PROVIDED MATERIAL ▸
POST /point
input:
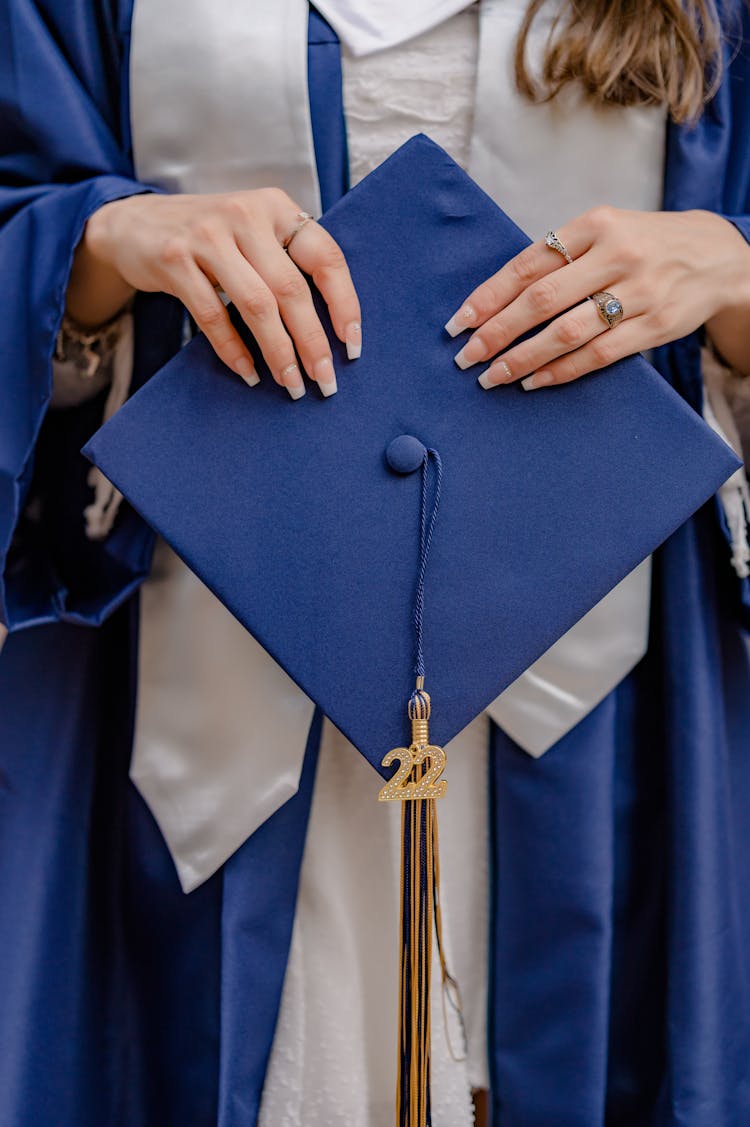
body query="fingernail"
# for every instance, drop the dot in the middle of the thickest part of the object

...

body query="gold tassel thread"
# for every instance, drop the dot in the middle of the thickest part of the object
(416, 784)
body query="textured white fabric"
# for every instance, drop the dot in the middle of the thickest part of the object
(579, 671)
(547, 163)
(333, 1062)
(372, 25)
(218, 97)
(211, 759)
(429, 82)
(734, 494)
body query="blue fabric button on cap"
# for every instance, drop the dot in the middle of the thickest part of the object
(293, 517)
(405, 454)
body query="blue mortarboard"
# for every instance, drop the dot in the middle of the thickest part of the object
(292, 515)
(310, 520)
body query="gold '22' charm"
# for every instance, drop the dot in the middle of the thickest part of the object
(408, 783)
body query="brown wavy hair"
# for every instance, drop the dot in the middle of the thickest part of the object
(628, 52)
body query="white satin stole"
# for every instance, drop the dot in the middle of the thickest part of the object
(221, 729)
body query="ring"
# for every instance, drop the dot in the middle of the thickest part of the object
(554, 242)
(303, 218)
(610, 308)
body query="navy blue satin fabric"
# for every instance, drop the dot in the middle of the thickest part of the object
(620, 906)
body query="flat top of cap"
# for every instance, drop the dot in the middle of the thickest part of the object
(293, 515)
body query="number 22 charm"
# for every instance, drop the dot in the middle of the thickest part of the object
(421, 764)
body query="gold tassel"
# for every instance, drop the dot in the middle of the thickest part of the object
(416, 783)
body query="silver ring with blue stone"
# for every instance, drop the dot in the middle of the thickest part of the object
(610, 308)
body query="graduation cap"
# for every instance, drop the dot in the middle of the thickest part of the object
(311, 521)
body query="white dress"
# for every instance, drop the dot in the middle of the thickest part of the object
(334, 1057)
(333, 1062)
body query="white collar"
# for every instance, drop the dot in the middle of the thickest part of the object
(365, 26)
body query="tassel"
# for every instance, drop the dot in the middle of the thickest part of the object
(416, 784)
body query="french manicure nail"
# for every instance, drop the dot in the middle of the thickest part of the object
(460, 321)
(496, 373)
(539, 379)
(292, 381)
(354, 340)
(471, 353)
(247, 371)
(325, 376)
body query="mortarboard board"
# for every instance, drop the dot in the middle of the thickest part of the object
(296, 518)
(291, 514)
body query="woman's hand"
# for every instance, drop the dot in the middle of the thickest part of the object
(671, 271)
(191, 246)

WHAT NEEDS TO BE DONE ▸
Filter the entries above and copy each line that contains the word "mortarboard".

ANSWER TO THIS PROBLEM ▸
body query="blue mortarboard"
body query="mortarboard board"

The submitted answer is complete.